● Work required
Arrange every line of the records below as a numbered list. Skip blank lines and leave the pictures out.
--- Start of Record extracts ---
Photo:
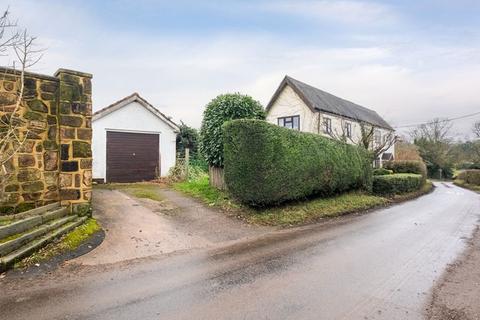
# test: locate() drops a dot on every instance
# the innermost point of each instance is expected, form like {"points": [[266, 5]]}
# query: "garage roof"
{"points": [[134, 97]]}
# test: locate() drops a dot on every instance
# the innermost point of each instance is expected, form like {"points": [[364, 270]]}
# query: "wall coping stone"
{"points": [[16, 72], [74, 72]]}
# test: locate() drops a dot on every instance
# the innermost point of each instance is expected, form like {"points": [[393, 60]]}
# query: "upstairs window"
{"points": [[348, 129], [292, 122], [377, 137], [327, 125]]}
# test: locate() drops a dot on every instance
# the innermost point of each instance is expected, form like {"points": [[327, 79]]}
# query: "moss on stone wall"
{"points": [[55, 111]]}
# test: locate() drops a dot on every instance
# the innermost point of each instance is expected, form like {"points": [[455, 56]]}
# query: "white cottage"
{"points": [[299, 106], [132, 141]]}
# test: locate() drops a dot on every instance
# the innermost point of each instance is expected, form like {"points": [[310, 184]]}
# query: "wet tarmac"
{"points": [[377, 266]]}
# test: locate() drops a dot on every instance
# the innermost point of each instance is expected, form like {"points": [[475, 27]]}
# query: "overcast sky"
--- End of Record extracts ---
● Reply
1. Photo:
2. # test: locate() drops a dot on every instance
3. # the innermost point of each instance is expected, form like {"points": [[266, 5]]}
4. # query: "garage roof"
5. {"points": [[134, 97]]}
6. # test: locate() drops a dot on every instance
7. # the innermost point of each instance is expected, form like {"points": [[364, 270]]}
8. # query: "wall coping stone"
9. {"points": [[16, 72], [74, 72]]}
10. # test: locate() drops a dot on every instance
11. # the innermost point of each instance is expected, form like {"points": [[393, 60]]}
12. # query: "upstairs window"
13. {"points": [[348, 129], [292, 122], [377, 137], [327, 125]]}
14. # test: locate() drops a dot on every instance
15. # the innermost point of each instance is expected, form like {"points": [[327, 79]]}
16. # query: "moss on stone wall"
17. {"points": [[55, 111]]}
18. # test: locate() drops a dot on every instance
19. # the innermost point of each instance is expected, form like {"points": [[455, 56]]}
20. # query: "white cottage"
21. {"points": [[299, 106], [132, 141]]}
22. # test: locate() drops a dot on every instance
23. # the innermost point of each instance is expected, form like {"points": [[310, 184]]}
24. # query: "wet tarmac"
25. {"points": [[377, 266]]}
26. # test: locate() drops a dot on every instance
27. # the innermost point of each instance is expected, form like {"points": [[475, 27]]}
28. # query: "overcast sky"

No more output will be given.